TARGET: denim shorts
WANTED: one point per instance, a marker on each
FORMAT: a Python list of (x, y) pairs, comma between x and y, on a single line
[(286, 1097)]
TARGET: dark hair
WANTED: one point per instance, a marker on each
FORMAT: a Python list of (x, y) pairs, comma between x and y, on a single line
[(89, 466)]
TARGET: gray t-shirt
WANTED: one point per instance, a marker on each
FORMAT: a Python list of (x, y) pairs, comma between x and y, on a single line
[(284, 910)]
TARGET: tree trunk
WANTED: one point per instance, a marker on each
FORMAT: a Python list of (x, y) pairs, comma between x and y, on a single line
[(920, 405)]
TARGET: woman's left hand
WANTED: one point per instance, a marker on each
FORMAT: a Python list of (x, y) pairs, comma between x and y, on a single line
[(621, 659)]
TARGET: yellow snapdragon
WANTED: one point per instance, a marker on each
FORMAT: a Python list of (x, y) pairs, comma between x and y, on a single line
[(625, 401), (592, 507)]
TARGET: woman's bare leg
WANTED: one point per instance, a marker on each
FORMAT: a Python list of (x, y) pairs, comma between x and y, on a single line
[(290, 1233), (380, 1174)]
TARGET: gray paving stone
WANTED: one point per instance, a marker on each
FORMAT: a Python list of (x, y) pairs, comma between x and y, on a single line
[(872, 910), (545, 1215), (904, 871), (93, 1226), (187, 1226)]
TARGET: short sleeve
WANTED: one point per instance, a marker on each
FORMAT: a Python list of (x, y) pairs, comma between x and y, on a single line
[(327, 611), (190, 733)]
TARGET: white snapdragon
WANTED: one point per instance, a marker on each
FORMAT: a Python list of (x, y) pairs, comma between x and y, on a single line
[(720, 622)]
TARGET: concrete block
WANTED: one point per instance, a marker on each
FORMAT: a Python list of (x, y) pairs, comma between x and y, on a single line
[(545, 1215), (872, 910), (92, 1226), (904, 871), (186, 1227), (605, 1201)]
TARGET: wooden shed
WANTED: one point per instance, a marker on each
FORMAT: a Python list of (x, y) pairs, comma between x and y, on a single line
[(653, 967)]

************

• STATED GOAL
Convert everything in the listing from its start down to the line containing "[(286, 1097)]" into a two-column CSV with the header input,output. Put the text before each answer under input and that answer under output, each as a single quoted field with line breaks replaced by spaces.

• FINISHED TASK
input,output
"TARGET: denim shorts WANTED: one point per instance, a marker on each FORMAT: a Python list of (x, y) pairs, comma between x and y, on a single line","[(286, 1097)]"